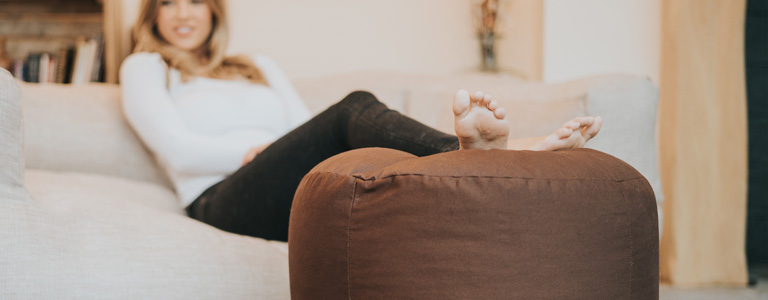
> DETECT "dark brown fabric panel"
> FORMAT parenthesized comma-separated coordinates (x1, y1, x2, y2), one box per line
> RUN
(372, 148, 644, 182)
(289, 173, 355, 299)
(622, 178, 660, 300)
(290, 148, 658, 299)
(306, 147, 645, 182)
(305, 147, 417, 177)
(289, 148, 419, 299)
(348, 176, 632, 299)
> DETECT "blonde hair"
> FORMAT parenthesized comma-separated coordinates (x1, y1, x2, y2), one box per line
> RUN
(132, 0, 267, 84)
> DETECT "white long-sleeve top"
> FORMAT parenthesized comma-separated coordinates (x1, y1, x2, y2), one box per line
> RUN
(120, 52, 311, 207)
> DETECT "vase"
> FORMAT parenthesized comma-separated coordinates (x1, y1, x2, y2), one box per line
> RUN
(479, 32, 497, 72)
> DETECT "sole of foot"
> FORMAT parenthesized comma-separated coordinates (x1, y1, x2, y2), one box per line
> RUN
(453, 89, 510, 150)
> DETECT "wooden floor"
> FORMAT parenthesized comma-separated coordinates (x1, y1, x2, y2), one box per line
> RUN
(660, 266, 768, 300)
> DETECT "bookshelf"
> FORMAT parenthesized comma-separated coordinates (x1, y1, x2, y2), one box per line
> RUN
(0, 0, 105, 84)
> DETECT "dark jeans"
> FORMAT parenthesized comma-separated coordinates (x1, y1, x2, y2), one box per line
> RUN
(186, 91, 460, 241)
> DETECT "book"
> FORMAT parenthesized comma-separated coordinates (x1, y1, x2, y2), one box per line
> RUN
(39, 53, 49, 84)
(26, 53, 41, 83)
(85, 39, 96, 82)
(76, 38, 97, 84)
(70, 36, 89, 85)
(17, 36, 103, 84)
(12, 60, 24, 80)
(47, 56, 57, 83)
(62, 47, 75, 84)
(55, 47, 69, 83)
(90, 34, 104, 82)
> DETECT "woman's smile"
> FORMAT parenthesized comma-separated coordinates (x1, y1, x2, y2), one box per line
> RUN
(156, 0, 212, 51)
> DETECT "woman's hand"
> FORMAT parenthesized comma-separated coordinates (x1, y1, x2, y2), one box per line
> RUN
(241, 143, 271, 166)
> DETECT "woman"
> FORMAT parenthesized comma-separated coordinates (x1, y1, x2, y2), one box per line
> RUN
(121, 0, 602, 241)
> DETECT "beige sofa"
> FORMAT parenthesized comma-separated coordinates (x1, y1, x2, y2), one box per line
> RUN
(0, 67, 659, 299)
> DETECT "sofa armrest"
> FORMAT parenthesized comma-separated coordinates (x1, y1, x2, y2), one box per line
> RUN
(578, 75, 663, 218)
(0, 68, 26, 200)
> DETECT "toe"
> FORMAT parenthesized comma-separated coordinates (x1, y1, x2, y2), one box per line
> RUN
(453, 89, 471, 116)
(578, 116, 594, 127)
(471, 91, 484, 103)
(494, 107, 506, 119)
(556, 127, 572, 138)
(481, 94, 493, 106)
(583, 116, 603, 138)
(565, 121, 580, 130)
(487, 100, 499, 111)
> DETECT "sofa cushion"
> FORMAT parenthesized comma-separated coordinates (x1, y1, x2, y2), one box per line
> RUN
(25, 169, 182, 215)
(3, 169, 291, 299)
(20, 82, 171, 188)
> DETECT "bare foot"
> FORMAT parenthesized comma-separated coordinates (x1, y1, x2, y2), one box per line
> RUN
(453, 90, 509, 150)
(507, 116, 603, 151)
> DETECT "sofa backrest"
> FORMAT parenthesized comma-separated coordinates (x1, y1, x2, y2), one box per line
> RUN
(295, 71, 663, 230)
(292, 71, 587, 139)
(20, 82, 172, 189)
(16, 71, 662, 230)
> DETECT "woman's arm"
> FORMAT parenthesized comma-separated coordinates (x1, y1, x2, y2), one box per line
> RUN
(253, 55, 311, 129)
(120, 53, 272, 175)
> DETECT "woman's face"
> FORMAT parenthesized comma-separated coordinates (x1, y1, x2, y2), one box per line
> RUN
(156, 0, 213, 51)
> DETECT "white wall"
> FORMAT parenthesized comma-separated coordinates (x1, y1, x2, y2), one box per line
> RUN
(228, 0, 483, 79)
(115, 0, 659, 82)
(542, 0, 660, 83)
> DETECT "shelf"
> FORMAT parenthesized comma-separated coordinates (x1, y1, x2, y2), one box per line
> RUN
(0, 0, 102, 14)
(0, 12, 102, 23)
(0, 0, 105, 84)
(0, 19, 103, 40)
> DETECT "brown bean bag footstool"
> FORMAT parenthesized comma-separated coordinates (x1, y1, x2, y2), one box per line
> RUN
(289, 148, 658, 300)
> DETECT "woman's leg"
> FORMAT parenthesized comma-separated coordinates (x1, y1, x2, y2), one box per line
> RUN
(187, 91, 459, 241)
(187, 90, 602, 241)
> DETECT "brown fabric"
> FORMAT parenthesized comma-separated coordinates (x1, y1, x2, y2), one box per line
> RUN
(289, 148, 658, 300)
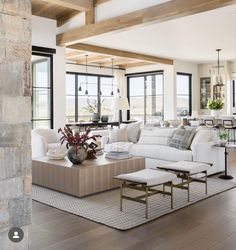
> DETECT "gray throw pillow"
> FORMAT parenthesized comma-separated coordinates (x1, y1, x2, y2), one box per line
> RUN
(169, 128, 196, 150)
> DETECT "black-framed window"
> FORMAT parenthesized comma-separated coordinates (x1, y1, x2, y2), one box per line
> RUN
(31, 49, 54, 129)
(233, 80, 236, 108)
(127, 71, 164, 123)
(66, 72, 113, 122)
(176, 73, 192, 117)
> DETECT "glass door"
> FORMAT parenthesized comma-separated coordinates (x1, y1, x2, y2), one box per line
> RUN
(200, 77, 211, 109)
(31, 54, 53, 128)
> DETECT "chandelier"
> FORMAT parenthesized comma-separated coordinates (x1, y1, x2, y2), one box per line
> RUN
(212, 49, 224, 86)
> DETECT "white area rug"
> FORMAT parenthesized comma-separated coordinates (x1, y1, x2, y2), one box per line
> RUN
(32, 179, 236, 230)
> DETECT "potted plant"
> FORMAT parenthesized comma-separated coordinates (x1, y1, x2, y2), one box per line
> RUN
(58, 126, 100, 164)
(217, 130, 229, 146)
(83, 99, 100, 122)
(207, 99, 224, 117)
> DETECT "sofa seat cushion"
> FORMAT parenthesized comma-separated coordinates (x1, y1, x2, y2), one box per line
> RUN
(129, 144, 192, 162)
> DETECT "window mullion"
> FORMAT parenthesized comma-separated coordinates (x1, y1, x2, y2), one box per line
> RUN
(98, 77, 101, 116)
(144, 76, 147, 124)
(75, 74, 78, 122)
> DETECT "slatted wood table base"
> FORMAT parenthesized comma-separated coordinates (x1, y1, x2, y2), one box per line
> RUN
(32, 156, 145, 197)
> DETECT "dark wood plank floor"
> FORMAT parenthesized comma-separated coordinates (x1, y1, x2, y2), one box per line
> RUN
(32, 148, 236, 250)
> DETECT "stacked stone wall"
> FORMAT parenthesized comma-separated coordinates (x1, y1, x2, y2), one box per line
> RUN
(0, 1, 32, 249)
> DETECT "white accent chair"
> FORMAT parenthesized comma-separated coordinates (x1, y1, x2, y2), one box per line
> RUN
(31, 129, 62, 158)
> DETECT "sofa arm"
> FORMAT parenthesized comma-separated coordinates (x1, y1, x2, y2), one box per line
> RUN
(192, 142, 225, 175)
(101, 136, 109, 148)
(31, 131, 48, 158)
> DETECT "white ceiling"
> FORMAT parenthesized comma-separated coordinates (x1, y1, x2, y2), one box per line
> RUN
(79, 4, 236, 64)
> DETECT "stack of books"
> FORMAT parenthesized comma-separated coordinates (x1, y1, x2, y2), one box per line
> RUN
(105, 151, 132, 160)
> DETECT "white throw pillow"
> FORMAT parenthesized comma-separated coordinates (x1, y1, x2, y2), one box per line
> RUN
(108, 126, 128, 143)
(121, 121, 142, 143)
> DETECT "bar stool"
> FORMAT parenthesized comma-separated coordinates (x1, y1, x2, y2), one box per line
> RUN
(222, 116, 236, 143)
(203, 116, 215, 128)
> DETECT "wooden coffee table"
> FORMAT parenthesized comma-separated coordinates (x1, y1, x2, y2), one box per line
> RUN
(32, 155, 145, 197)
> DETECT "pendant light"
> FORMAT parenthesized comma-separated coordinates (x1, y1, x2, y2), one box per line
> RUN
(85, 54, 88, 95)
(117, 66, 121, 95)
(213, 49, 224, 86)
(111, 59, 114, 96)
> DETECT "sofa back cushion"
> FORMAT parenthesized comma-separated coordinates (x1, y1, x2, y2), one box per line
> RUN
(190, 128, 215, 150)
(138, 128, 176, 146)
(33, 129, 60, 144)
(108, 126, 128, 143)
(169, 128, 196, 150)
(121, 121, 142, 143)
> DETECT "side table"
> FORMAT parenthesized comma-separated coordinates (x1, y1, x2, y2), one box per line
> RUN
(215, 144, 236, 180)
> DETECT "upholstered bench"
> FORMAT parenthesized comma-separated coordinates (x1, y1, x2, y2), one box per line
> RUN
(157, 161, 212, 202)
(114, 169, 176, 219)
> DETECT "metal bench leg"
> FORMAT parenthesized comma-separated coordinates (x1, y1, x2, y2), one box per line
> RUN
(146, 186, 148, 219)
(120, 182, 123, 211)
(187, 175, 190, 202)
(171, 182, 173, 209)
(205, 171, 207, 195)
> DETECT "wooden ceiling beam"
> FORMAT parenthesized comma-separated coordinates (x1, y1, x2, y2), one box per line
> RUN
(76, 55, 110, 64)
(57, 10, 80, 27)
(41, 0, 93, 11)
(85, 3, 95, 25)
(66, 51, 87, 60)
(100, 59, 137, 67)
(57, 0, 236, 45)
(68, 43, 173, 65)
(94, 0, 111, 6)
(123, 62, 154, 68)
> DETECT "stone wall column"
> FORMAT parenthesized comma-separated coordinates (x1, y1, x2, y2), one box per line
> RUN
(0, 1, 32, 249)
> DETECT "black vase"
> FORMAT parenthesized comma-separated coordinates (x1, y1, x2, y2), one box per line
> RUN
(101, 115, 109, 122)
(92, 113, 100, 123)
(67, 146, 87, 165)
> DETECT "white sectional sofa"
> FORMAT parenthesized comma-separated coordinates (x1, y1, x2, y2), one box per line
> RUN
(31, 129, 62, 158)
(103, 127, 225, 175)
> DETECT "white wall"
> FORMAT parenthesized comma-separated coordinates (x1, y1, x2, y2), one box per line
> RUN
(32, 16, 66, 129)
(232, 60, 236, 79)
(32, 16, 56, 48)
(54, 47, 66, 128)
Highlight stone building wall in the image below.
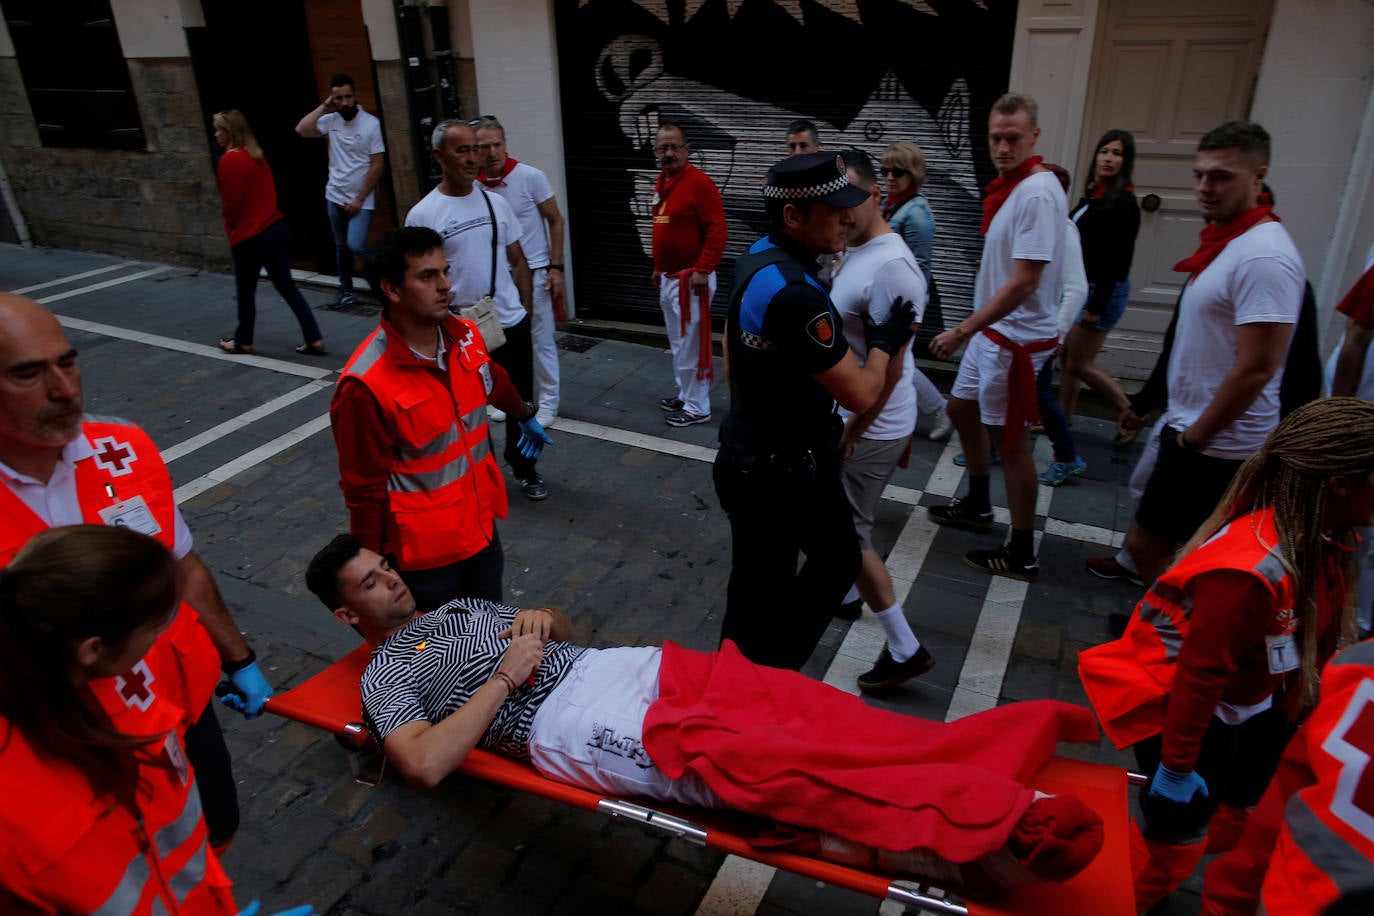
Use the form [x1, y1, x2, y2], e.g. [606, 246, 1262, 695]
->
[0, 57, 229, 267]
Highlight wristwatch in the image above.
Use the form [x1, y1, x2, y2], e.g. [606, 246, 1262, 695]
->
[546, 264, 564, 272]
[953, 325, 967, 339]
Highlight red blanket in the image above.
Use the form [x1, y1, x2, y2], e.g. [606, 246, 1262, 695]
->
[643, 641, 1101, 865]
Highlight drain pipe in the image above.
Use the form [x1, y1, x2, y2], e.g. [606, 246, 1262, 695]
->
[0, 152, 31, 246]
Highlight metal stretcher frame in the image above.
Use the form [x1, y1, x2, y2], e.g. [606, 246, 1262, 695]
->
[263, 645, 1135, 915]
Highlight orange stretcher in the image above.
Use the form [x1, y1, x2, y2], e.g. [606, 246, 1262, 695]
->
[264, 645, 1135, 915]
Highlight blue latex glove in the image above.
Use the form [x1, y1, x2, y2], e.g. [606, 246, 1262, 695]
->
[221, 660, 273, 719]
[1148, 763, 1209, 805]
[516, 414, 554, 460]
[237, 902, 317, 916]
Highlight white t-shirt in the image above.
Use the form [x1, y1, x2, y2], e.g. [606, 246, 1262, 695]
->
[0, 432, 193, 559]
[485, 162, 556, 269]
[830, 232, 925, 440]
[977, 170, 1065, 343]
[1057, 220, 1089, 339]
[317, 108, 385, 209]
[405, 186, 527, 328]
[1164, 221, 1304, 458]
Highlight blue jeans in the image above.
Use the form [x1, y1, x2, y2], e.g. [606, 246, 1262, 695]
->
[229, 220, 323, 346]
[1036, 355, 1077, 462]
[325, 202, 374, 292]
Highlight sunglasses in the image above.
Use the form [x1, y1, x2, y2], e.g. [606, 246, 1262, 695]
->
[879, 166, 909, 177]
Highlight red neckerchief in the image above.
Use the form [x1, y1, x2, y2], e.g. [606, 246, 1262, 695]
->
[981, 156, 1044, 235]
[881, 184, 917, 221]
[478, 156, 519, 188]
[1173, 205, 1279, 282]
[1087, 180, 1133, 200]
[1336, 263, 1374, 328]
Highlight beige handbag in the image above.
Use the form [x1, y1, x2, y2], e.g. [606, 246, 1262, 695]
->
[457, 190, 507, 350]
[459, 296, 505, 350]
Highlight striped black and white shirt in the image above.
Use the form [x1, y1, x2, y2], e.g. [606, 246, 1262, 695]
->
[360, 598, 587, 760]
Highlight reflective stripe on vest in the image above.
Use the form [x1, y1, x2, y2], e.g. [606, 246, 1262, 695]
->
[389, 435, 491, 494]
[1283, 793, 1373, 898]
[1138, 581, 1190, 660]
[92, 778, 205, 915]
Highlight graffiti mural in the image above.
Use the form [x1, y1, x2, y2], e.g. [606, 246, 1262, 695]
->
[556, 0, 1018, 323]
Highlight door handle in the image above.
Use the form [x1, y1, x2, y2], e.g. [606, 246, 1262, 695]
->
[1141, 193, 1161, 213]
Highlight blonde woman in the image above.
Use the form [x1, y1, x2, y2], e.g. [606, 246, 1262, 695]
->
[880, 141, 950, 440]
[212, 109, 325, 356]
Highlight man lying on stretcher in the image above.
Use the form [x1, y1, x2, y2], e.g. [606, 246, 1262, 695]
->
[306, 534, 1106, 896]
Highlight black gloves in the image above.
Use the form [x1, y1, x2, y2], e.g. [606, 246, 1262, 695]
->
[863, 297, 917, 357]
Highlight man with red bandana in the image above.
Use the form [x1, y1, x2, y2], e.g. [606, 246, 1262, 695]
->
[927, 91, 1065, 581]
[649, 122, 727, 428]
[1119, 121, 1302, 586]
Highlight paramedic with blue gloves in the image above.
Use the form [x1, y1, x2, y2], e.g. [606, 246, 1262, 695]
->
[331, 227, 552, 614]
[0, 292, 268, 848]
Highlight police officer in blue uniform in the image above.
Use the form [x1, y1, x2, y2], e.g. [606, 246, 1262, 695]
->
[714, 152, 917, 670]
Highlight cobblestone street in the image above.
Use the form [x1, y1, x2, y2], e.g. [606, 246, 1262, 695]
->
[1, 243, 1202, 915]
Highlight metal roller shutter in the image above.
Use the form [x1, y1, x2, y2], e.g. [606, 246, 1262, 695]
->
[555, 0, 1019, 328]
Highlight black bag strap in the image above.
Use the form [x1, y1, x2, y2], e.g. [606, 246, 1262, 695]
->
[479, 189, 498, 298]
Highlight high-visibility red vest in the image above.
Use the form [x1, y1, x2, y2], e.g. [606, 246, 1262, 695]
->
[339, 315, 509, 571]
[0, 649, 237, 913]
[0, 419, 220, 716]
[1258, 640, 1374, 915]
[1079, 508, 1321, 749]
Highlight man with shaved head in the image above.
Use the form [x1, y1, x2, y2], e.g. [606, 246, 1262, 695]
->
[0, 293, 272, 847]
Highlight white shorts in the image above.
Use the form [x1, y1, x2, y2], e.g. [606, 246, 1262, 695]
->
[949, 332, 1053, 427]
[527, 646, 724, 808]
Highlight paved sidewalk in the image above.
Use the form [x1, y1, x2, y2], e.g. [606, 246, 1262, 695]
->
[1, 244, 1203, 915]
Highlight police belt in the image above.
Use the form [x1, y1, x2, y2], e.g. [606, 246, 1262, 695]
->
[718, 445, 836, 477]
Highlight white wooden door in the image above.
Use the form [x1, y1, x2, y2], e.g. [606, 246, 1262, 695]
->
[1076, 0, 1273, 378]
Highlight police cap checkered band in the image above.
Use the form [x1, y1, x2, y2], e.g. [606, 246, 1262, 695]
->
[763, 152, 868, 208]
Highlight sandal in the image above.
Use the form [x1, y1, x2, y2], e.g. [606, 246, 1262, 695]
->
[295, 342, 327, 356]
[218, 337, 253, 354]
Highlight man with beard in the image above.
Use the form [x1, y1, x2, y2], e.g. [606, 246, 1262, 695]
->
[296, 73, 387, 309]
[0, 293, 273, 849]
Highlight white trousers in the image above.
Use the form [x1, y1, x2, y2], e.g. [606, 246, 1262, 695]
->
[911, 368, 945, 419]
[658, 272, 716, 417]
[527, 647, 724, 807]
[531, 269, 560, 415]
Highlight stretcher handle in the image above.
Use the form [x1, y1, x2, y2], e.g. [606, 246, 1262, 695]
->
[597, 799, 709, 845]
[885, 881, 970, 914]
[1127, 771, 1148, 786]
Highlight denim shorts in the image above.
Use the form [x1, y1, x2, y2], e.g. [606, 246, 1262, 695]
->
[1078, 280, 1130, 330]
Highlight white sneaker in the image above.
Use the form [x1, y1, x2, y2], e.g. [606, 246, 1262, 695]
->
[488, 406, 507, 423]
[926, 406, 953, 441]
[535, 408, 557, 429]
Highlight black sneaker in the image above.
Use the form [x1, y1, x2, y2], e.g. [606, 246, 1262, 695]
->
[835, 598, 863, 621]
[928, 499, 994, 531]
[658, 397, 685, 412]
[965, 545, 1038, 581]
[857, 646, 935, 692]
[518, 475, 549, 501]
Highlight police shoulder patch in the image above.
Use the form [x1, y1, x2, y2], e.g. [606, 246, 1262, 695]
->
[805, 312, 837, 348]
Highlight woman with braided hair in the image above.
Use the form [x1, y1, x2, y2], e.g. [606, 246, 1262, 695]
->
[1079, 397, 1374, 912]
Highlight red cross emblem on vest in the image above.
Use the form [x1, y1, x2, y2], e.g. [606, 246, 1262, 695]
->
[92, 436, 137, 477]
[116, 660, 156, 712]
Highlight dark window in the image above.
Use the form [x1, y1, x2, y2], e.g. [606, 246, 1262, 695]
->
[1, 0, 146, 150]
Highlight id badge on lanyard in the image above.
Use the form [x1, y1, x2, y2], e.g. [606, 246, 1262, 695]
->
[97, 485, 162, 537]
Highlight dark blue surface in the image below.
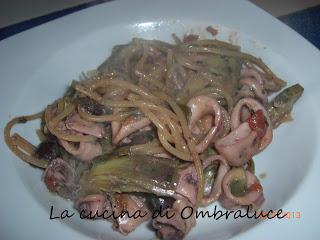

________________________

:: What needs to be done ::
Give a single number: the count of lines above that include the word "stretcher".

:: Output for this task ::
4